**Instructions for the task:** Can you revise the entries below so that each "pixel coordinates" reads "image coordinates" and nothing else changes?

**Exercise materials:**
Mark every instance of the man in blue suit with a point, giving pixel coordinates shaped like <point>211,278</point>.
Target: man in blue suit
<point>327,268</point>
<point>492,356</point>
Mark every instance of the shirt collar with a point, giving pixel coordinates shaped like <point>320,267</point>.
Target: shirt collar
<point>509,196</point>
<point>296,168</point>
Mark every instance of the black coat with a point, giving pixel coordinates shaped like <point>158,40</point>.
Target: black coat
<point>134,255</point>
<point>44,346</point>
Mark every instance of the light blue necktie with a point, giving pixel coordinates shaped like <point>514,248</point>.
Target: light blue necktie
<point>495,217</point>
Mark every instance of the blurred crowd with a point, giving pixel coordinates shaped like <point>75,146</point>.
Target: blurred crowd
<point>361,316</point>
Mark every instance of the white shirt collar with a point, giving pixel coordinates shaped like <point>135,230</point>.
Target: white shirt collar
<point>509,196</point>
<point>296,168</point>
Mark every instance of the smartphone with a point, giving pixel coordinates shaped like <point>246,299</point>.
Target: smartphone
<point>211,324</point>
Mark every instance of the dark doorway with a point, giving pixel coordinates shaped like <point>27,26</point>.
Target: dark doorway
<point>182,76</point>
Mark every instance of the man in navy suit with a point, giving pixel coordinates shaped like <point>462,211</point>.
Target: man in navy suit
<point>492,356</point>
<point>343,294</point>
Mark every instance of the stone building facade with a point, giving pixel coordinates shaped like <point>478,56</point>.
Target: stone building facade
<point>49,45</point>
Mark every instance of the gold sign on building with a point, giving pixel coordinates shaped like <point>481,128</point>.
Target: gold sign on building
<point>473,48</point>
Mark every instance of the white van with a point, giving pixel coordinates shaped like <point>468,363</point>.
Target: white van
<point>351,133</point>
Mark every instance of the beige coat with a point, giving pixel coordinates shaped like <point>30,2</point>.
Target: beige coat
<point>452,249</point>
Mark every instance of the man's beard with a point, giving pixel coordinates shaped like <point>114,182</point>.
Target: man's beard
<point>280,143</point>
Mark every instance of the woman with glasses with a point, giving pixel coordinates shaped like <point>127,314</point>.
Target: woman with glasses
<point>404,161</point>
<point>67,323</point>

**Task output:**
Mark every instance of the man in blue suit with a point, giving image coordinates shaped like <point>211,278</point>.
Target: man in blue suit
<point>327,268</point>
<point>492,356</point>
Mark every instance of the shirt collar with a point, giving image coordinates shaped like <point>320,267</point>.
Target: shirt collar
<point>509,196</point>
<point>296,168</point>
Mark every instance of the black coat with a point, giving image coordinates shaped like <point>158,40</point>.
Target: black coat
<point>134,255</point>
<point>44,346</point>
Mark every instance of the light blue necktie with a point, giving image coordinates shaped like <point>514,248</point>.
Target: light blue necktie
<point>495,217</point>
Mark every instance of the blurred crowd with a point, giving image coordinates shaped like <point>75,146</point>.
Target: blurred crowd
<point>361,316</point>
Mark every instance of the white shirt collar with a point, giving image coordinates shaped like <point>135,230</point>.
Target: white shirt collar
<point>509,196</point>
<point>296,168</point>
Mark every instance of the smartphone with a point, giving image coordinates shaped like <point>246,299</point>.
Target: smartphone
<point>211,324</point>
Mark every instance of the dark doorway with a point, giving image coordinates shaped like <point>27,26</point>.
Target: dark doorway
<point>182,76</point>
Mark every instance of the man in navy suit with a point, giving image coordinates shaped like <point>462,211</point>.
Target: man in navy suit
<point>492,356</point>
<point>343,294</point>
Mark every instance of the stone building facade with a point, giving image coordinates shaped like <point>478,56</point>.
Target: stone building facade
<point>49,45</point>
Mark every instance of the gold sign on building with a point, giving image coordinates shaped like <point>481,128</point>.
Target: gold sign on building
<point>473,48</point>
Mark every instance of the white van with a point, giving image coordinates shaped like <point>468,363</point>.
Target: white van
<point>351,133</point>
Mark every instance of the beige coat with a point, giving image coordinates shaped like <point>30,2</point>.
Target: beige coat
<point>452,249</point>
Mark every instance of the man's beard with a point, giving image coordinates shaped like <point>114,182</point>.
Target: man's beard
<point>280,143</point>
Mark every instance of the woman with glasses with a point, giving image coordinates shaped like <point>127,314</point>.
Target: woman with glasses
<point>404,161</point>
<point>67,323</point>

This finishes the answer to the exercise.